### TASK OBJECTIVE
Write out exactly the lines from the one containing "One marker for each instance of the chandelier chain." to the end of the material, both ends included, and nothing else. Leave pictures out.

### DATA FOR THIS TASK

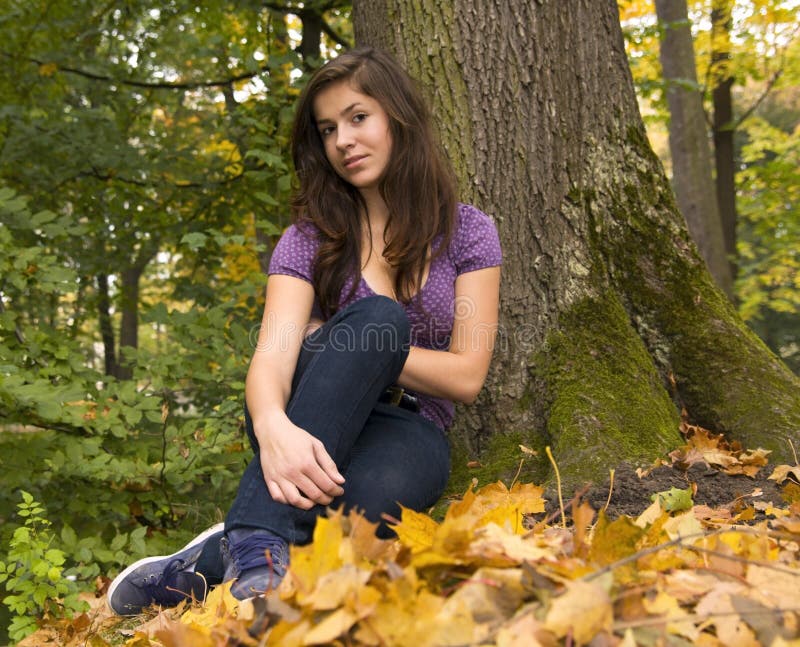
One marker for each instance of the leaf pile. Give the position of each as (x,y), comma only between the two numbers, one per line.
(493,572)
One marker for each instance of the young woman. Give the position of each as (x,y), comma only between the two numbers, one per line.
(381,311)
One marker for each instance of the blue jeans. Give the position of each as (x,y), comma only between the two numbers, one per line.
(388,455)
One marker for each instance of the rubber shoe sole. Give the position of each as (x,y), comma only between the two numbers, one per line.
(119,579)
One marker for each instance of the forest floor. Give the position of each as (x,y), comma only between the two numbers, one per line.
(713,488)
(703,549)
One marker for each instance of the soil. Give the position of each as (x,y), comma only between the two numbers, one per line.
(719,491)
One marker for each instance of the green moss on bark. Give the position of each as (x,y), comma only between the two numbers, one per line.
(501,460)
(608,402)
(727,379)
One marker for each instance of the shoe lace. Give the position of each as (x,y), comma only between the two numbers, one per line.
(164,588)
(258,550)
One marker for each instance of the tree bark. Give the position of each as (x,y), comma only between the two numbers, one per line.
(129,326)
(605,302)
(688,141)
(106,327)
(723,125)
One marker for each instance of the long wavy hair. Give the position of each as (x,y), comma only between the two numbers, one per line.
(418,185)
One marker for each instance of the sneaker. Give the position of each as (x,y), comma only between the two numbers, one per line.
(256,559)
(165,580)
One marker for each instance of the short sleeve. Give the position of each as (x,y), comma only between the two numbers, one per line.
(476,244)
(295,253)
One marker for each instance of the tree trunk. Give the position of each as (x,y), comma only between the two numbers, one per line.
(106,327)
(129,327)
(723,126)
(605,301)
(688,141)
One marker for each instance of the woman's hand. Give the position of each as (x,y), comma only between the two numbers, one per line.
(297,468)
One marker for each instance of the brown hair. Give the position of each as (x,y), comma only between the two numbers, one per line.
(418,185)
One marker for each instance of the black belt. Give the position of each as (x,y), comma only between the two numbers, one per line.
(399,397)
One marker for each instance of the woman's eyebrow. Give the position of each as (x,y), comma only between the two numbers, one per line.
(341,114)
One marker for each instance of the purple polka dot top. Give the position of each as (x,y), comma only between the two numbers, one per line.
(474,246)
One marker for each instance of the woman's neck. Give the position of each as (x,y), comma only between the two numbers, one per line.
(377,211)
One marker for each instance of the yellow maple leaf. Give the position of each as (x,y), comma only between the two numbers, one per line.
(323,555)
(330,627)
(584,610)
(404,617)
(492,543)
(219,603)
(614,540)
(666,605)
(416,530)
(333,588)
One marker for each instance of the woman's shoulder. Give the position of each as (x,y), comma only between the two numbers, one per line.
(475,241)
(471,220)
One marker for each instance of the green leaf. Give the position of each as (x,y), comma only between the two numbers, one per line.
(194,240)
(674,499)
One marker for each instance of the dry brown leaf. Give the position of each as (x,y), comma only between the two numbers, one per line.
(785,472)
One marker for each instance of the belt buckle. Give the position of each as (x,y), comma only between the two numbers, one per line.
(395,395)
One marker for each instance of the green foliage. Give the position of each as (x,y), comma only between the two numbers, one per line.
(765,66)
(769,245)
(34,574)
(144,176)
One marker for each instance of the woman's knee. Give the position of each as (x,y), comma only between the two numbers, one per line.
(376,324)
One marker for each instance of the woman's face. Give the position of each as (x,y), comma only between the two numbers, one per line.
(355,132)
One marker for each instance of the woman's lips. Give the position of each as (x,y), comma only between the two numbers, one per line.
(350,162)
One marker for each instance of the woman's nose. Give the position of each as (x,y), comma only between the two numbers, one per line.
(344,138)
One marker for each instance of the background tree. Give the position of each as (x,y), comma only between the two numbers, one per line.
(610,320)
(143,160)
(754,84)
(688,141)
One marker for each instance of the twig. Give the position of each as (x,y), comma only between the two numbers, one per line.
(558,483)
(695,617)
(679,540)
(519,469)
(610,490)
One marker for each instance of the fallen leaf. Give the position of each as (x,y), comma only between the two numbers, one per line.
(783,472)
(582,611)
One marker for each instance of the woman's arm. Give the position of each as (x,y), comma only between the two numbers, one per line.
(297,468)
(459,372)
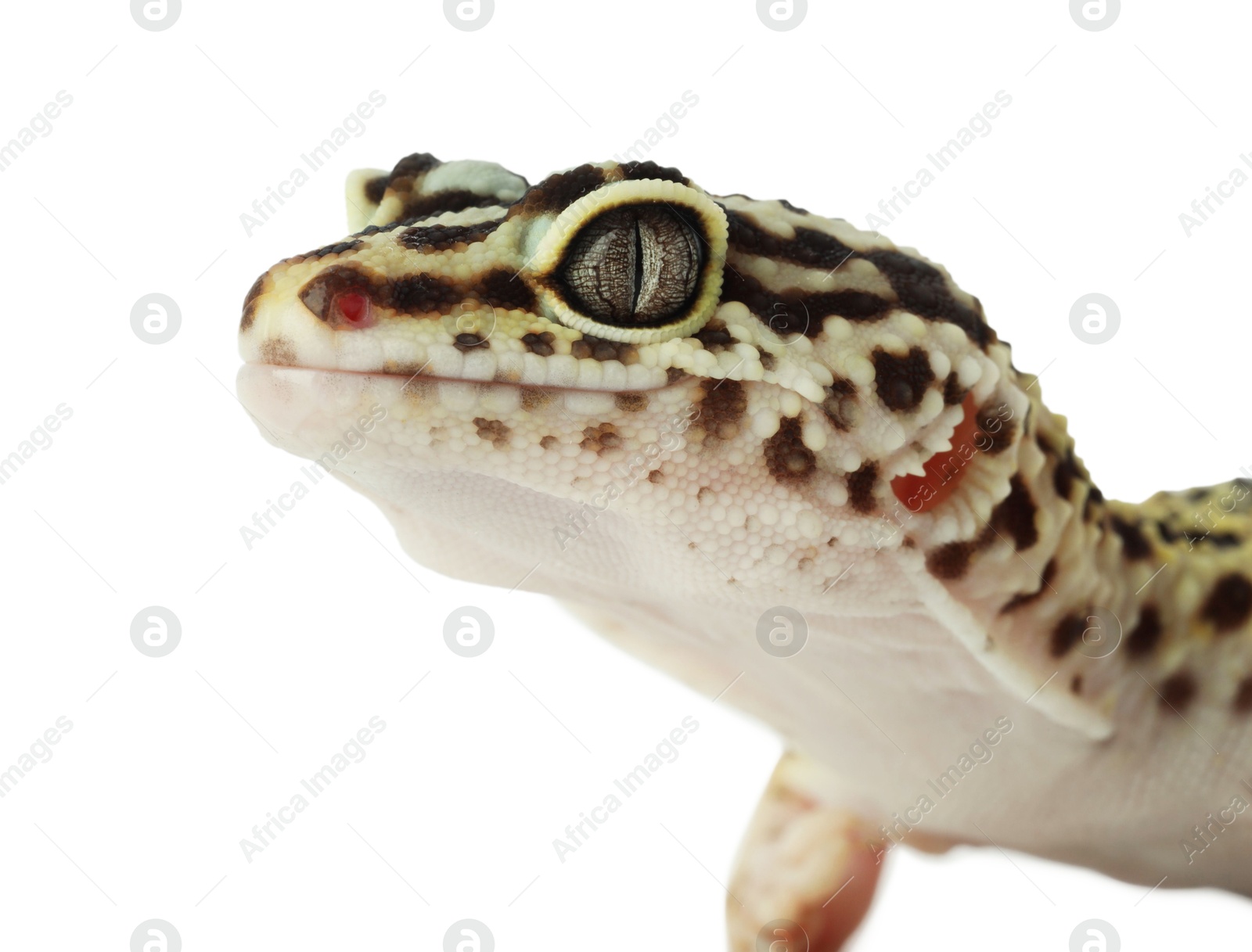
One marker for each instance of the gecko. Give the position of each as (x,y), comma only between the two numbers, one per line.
(790,465)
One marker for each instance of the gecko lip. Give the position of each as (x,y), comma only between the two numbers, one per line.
(678,378)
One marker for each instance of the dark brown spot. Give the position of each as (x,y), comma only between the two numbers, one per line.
(535,399)
(721,409)
(789,461)
(1024,598)
(601,349)
(440,238)
(901,382)
(250,302)
(795,312)
(600,438)
(635,171)
(504,288)
(951,561)
(413,165)
(538,344)
(495,432)
(923,290)
(556,192)
(1243,697)
(1135,543)
(953,392)
(279,352)
(919,287)
(840,404)
(421,294)
(1064,476)
(714,338)
(1147,634)
(861,488)
(1230,603)
(1178,691)
(1067,634)
(998,432)
(1016,516)
(419,207)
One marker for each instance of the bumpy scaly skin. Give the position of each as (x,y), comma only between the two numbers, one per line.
(682,482)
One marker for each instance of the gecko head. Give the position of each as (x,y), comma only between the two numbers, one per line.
(617,338)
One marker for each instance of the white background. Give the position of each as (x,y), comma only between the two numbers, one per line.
(290,648)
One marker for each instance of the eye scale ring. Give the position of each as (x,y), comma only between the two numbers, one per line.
(636,262)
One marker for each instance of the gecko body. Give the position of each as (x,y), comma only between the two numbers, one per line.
(718,428)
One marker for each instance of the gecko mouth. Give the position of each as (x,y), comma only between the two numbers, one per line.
(421,375)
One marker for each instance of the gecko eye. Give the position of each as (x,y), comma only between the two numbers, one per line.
(636,260)
(634,267)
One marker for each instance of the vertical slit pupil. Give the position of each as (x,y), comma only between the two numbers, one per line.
(639,265)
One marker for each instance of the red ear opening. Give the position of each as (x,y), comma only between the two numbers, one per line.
(944,471)
(354,307)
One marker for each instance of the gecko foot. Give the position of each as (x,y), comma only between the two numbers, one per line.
(805,875)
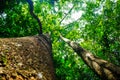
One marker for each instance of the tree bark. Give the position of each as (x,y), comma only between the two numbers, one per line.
(104,69)
(26,58)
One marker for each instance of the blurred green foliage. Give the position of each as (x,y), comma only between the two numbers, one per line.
(98,30)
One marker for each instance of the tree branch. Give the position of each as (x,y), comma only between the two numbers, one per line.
(103,68)
(67,14)
(35,16)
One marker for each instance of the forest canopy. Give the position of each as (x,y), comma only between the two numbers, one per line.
(94,24)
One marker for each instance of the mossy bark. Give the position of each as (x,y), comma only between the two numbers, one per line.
(26,58)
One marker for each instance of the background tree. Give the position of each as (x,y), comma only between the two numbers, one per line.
(97,30)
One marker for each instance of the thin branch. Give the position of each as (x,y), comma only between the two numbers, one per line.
(67,13)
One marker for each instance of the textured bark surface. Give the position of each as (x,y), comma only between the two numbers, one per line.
(103,68)
(26,58)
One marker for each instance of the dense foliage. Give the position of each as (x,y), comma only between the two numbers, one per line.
(97,30)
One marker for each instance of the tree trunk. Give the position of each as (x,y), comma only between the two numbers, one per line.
(103,68)
(26,58)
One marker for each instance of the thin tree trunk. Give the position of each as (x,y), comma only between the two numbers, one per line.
(103,68)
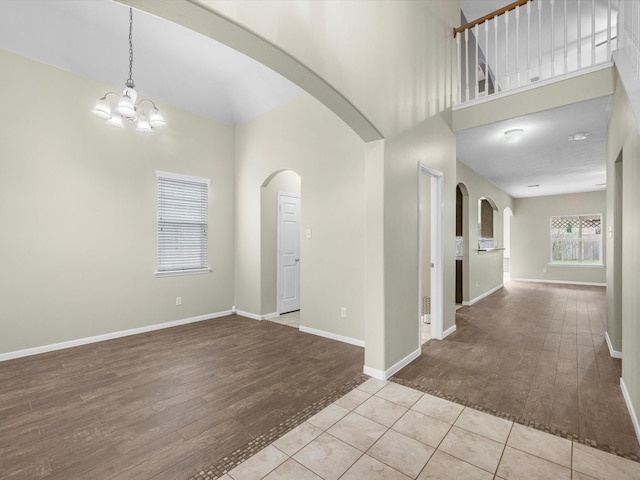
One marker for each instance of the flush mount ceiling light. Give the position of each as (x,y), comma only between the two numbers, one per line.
(578,136)
(113,108)
(512,136)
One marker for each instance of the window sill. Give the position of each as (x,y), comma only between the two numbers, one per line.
(577,265)
(176,273)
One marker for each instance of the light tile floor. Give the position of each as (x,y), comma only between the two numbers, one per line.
(386,431)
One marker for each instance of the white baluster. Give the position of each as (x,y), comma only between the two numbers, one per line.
(475,71)
(566,51)
(579,36)
(540,40)
(517,46)
(496,70)
(608,31)
(486,57)
(553,39)
(506,49)
(529,43)
(593,32)
(459,62)
(466,57)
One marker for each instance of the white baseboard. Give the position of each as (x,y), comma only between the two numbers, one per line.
(391,371)
(485,294)
(563,282)
(632,412)
(612,352)
(332,336)
(108,336)
(255,316)
(449,331)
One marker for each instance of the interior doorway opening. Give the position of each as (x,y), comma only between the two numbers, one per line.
(430,277)
(462,241)
(506,243)
(280,242)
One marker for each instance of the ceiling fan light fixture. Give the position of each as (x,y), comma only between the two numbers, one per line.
(513,135)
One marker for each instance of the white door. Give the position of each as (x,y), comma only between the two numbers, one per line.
(288,252)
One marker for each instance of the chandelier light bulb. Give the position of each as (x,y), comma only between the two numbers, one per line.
(115,121)
(102,109)
(143,124)
(127,105)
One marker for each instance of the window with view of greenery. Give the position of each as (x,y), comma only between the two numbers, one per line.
(576,240)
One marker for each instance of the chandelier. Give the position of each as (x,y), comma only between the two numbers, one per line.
(115,108)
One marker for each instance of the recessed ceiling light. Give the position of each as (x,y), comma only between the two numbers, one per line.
(513,135)
(578,136)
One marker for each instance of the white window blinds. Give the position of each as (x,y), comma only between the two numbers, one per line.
(182,223)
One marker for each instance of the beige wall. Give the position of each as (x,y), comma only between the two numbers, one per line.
(483,271)
(304,136)
(530,237)
(79,201)
(432,143)
(286,181)
(392,59)
(623,327)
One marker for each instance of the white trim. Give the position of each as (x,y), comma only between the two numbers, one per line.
(437,256)
(252,316)
(391,371)
(448,332)
(332,336)
(632,412)
(533,85)
(612,352)
(485,294)
(108,336)
(180,176)
(564,282)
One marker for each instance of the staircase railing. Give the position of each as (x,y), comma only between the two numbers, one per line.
(630,32)
(530,41)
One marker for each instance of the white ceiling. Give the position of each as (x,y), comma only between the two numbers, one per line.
(544,156)
(172,64)
(180,67)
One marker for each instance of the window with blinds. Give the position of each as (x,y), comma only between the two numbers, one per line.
(182,224)
(576,240)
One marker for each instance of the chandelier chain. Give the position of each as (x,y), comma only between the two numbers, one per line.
(130,80)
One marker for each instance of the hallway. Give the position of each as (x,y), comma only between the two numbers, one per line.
(536,354)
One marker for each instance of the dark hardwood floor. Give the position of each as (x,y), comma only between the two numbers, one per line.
(162,404)
(536,352)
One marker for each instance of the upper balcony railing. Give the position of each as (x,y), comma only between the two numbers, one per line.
(530,41)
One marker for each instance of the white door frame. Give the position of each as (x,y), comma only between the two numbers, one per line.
(437,258)
(278,262)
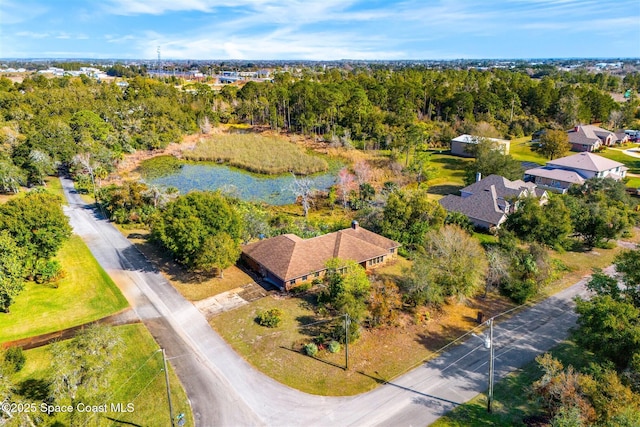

### TASK RESULT
One marker for each instance of the chandelier chain. Give the position of each as (x,y), comma only between the two numbers, one per line.
(130,80)
One marker for each instance of the hallway. Give the position of each as (x,y), comma only between the two numbers, one per line.
(536,354)
One marker for each instance of the dark hardwood floor. Give the position of each as (x,y), comma only between the two numbers, one per line.
(162,404)
(536,352)
One marker for each instance of the upper balcony railing. Give the position of each as (x,y), comma only between the two numbers, one per line.
(530,41)
One marker for each instance of the white door frame. Give the position of each as (x,y), comma only between the two numbers, one per line.
(437,258)
(278,262)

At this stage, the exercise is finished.